◆ Written task: Rewrite the stretch of lines from the one containing "Readme: the locator spots each instance of the woman's lips" through the last line, changing "locator" to "tagger" and keeping everything else the same.
════
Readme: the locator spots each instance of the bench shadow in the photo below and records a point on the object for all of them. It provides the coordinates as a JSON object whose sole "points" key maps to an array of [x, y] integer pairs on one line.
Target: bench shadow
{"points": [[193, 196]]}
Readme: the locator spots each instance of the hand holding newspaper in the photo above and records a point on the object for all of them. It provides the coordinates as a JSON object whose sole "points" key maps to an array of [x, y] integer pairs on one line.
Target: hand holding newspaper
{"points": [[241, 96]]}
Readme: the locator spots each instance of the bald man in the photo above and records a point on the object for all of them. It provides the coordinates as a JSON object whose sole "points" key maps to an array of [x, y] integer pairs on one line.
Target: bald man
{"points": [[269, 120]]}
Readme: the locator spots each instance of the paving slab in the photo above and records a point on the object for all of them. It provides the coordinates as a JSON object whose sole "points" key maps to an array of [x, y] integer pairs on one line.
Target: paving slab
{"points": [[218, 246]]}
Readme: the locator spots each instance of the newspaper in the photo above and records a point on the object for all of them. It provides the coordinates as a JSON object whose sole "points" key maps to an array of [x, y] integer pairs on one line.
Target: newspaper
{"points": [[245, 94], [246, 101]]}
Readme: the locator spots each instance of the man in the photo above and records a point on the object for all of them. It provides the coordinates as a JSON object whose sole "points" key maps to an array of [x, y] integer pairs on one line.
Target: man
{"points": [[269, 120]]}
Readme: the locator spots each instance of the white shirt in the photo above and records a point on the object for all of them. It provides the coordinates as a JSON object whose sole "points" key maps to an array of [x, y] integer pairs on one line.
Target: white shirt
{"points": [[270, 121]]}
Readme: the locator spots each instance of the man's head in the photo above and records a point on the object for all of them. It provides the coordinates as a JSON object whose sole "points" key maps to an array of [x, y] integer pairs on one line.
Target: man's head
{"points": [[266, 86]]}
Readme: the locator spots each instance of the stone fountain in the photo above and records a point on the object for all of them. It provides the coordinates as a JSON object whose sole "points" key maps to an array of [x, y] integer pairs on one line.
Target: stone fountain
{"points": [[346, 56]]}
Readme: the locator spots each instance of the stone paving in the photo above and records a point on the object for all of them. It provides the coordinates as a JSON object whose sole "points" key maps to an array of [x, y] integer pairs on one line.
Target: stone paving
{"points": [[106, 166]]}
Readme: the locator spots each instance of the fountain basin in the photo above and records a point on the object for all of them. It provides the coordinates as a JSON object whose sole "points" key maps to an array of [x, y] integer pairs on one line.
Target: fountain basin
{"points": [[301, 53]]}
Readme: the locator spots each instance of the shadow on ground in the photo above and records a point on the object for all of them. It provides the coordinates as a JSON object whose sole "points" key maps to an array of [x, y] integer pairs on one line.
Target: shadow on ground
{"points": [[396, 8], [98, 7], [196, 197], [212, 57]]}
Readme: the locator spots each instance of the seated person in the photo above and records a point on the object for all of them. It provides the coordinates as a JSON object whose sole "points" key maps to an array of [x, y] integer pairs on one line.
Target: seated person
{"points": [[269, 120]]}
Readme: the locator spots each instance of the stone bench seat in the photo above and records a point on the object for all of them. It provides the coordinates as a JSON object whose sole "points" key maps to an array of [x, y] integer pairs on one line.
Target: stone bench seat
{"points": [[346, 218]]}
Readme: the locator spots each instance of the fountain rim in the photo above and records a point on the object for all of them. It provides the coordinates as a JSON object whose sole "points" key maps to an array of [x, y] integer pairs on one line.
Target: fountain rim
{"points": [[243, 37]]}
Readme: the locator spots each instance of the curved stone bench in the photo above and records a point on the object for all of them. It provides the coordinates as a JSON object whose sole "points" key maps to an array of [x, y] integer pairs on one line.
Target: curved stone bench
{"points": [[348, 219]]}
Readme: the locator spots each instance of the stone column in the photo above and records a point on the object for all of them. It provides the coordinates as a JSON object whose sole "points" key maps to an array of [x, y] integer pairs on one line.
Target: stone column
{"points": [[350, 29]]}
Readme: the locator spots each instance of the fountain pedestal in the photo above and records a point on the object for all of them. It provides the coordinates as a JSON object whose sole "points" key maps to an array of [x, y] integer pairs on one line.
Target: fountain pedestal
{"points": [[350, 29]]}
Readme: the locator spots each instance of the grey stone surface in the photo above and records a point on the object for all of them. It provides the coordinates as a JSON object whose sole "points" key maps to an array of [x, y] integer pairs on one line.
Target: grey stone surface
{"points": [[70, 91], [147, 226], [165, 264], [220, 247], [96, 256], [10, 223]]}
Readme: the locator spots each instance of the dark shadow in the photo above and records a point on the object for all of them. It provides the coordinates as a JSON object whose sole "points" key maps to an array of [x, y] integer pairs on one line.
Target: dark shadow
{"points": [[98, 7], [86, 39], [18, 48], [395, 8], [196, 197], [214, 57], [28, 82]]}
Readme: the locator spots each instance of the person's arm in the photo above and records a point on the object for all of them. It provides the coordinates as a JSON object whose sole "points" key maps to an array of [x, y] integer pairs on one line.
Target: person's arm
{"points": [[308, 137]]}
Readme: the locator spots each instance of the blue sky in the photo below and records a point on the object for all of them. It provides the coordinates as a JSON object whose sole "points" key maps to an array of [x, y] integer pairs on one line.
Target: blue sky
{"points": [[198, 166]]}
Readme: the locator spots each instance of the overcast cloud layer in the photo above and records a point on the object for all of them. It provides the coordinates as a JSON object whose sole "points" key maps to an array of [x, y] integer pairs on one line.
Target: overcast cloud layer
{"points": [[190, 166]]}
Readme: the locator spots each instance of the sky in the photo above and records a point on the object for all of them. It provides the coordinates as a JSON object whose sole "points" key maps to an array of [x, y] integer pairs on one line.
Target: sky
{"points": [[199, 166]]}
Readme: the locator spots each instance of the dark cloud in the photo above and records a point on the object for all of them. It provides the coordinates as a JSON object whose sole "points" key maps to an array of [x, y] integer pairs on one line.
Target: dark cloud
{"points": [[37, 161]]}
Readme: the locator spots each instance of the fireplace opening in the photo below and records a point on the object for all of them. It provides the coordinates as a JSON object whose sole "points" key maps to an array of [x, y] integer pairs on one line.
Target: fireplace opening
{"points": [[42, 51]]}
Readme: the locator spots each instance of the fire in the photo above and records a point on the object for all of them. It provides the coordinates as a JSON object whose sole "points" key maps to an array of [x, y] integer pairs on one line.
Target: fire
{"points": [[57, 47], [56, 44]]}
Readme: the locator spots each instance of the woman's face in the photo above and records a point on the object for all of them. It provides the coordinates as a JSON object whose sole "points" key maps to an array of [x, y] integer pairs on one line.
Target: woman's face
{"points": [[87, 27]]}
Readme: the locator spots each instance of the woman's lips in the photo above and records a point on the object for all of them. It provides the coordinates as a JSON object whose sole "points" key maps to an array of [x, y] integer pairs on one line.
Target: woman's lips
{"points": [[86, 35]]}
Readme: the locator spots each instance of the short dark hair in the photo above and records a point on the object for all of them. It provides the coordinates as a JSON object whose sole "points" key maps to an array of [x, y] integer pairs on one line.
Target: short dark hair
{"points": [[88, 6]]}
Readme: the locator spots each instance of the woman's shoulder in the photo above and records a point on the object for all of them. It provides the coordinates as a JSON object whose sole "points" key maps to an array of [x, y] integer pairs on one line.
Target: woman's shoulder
════
◆ Exercise solution:
Readme: the tagger spots each instance of the woman's lips in the photo above and records a point on the object for all of them. It provides the coordinates as a JSON object whose sole "points" key maps to an array of [x, y] integer pairs on one line.
Target: woman's lips
{"points": [[86, 35]]}
Readme: the tagger spots each instance of the short dark hair in the photo above and records a point on the object for all of them. It provides the coordinates as a JSON object whose sole "points" key maps to an array of [x, y] integer pairs on one line.
Target: short dark hair
{"points": [[88, 6]]}
Readme: the tagger spots each instance of the woman's shoulder in the photo above and records a point on the object for all of them. It provides the coordinates as a JSON object whose sole "points" key maps to an array of [x, y] integer pairs on one line.
Target: woman's shoulder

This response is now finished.